Stored entries
:::

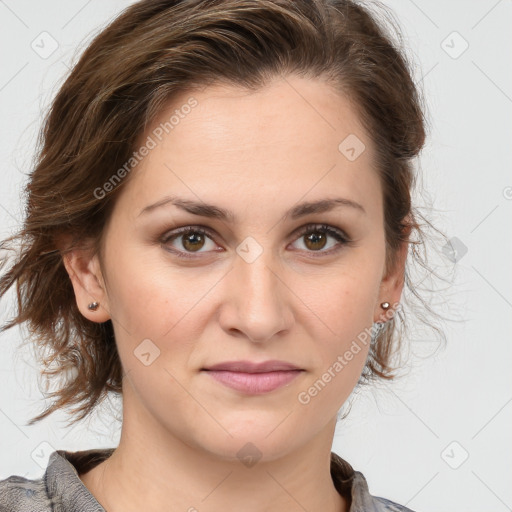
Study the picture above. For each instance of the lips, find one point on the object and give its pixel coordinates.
(253, 378)
(253, 367)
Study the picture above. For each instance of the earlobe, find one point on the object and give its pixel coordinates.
(391, 287)
(85, 274)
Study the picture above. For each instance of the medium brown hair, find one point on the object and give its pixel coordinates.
(153, 51)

:::

> _Stated task_
Pictures are to be left out; all else in the entries above is to be quoted exactly.

> _Response to this exercise_
Study the picture above. For each instance of the lips, find one point on the object and give its pixel coordinates.
(253, 378)
(253, 367)
Study the picture above. For each instance of the earlobe, find one point on the object and give its pixel coordinates.
(391, 287)
(85, 274)
Study the picture above. For each instance of the medium brown hair, find one point on the object and give its pixel coordinates.
(153, 51)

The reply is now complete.